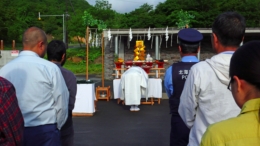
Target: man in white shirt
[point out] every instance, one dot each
(205, 98)
(41, 90)
(134, 84)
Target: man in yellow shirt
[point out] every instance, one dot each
(244, 130)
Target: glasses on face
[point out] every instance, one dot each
(229, 85)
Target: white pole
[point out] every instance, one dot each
(64, 33)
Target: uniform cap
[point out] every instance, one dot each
(190, 35)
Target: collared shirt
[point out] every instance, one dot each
(205, 98)
(244, 130)
(168, 75)
(40, 89)
(11, 119)
(71, 83)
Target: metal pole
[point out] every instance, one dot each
(157, 47)
(156, 52)
(116, 45)
(103, 48)
(87, 31)
(64, 32)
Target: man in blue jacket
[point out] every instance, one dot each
(175, 77)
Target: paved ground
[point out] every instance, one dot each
(115, 125)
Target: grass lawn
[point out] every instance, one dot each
(80, 68)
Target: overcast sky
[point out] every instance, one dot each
(125, 6)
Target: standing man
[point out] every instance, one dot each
(175, 77)
(41, 90)
(11, 118)
(205, 98)
(56, 52)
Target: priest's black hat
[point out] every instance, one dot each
(190, 35)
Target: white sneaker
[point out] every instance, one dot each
(132, 108)
(137, 108)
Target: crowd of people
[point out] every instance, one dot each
(203, 110)
(213, 102)
(38, 95)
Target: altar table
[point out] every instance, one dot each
(154, 89)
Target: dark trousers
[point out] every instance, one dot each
(44, 135)
(179, 132)
(67, 132)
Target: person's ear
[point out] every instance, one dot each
(237, 84)
(63, 57)
(179, 47)
(198, 49)
(215, 40)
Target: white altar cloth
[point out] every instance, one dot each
(85, 99)
(154, 88)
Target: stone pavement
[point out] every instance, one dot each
(98, 82)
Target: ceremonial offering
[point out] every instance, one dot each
(160, 63)
(139, 64)
(150, 64)
(146, 69)
(129, 63)
(119, 62)
(139, 52)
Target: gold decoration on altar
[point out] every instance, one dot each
(139, 51)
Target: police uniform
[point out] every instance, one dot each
(174, 81)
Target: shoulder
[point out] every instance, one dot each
(201, 67)
(67, 72)
(221, 130)
(4, 83)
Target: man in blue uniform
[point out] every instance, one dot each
(175, 76)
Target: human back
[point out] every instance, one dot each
(205, 99)
(245, 87)
(41, 90)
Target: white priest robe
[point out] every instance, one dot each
(134, 83)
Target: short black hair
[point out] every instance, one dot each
(245, 63)
(187, 48)
(55, 50)
(229, 27)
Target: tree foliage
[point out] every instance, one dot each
(18, 15)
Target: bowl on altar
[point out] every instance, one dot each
(160, 64)
(146, 69)
(139, 64)
(103, 95)
(129, 63)
(149, 64)
(118, 64)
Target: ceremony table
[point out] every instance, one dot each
(154, 89)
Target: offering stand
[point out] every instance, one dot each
(153, 69)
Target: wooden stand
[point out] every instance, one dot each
(149, 101)
(104, 90)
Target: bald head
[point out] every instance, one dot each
(32, 36)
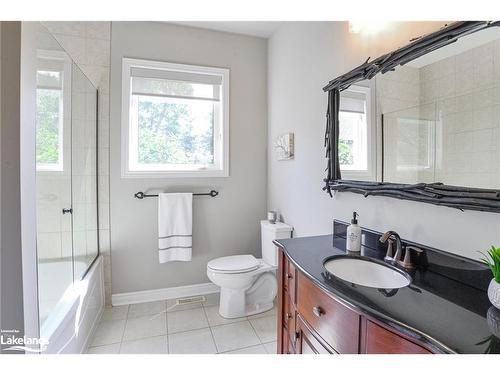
____________________
Extract every line from the items above that contains the word "white".

Target: man in white shirt
Target: white pole
Target: white sneaker
Target: white altar cloth
Target: white priest robe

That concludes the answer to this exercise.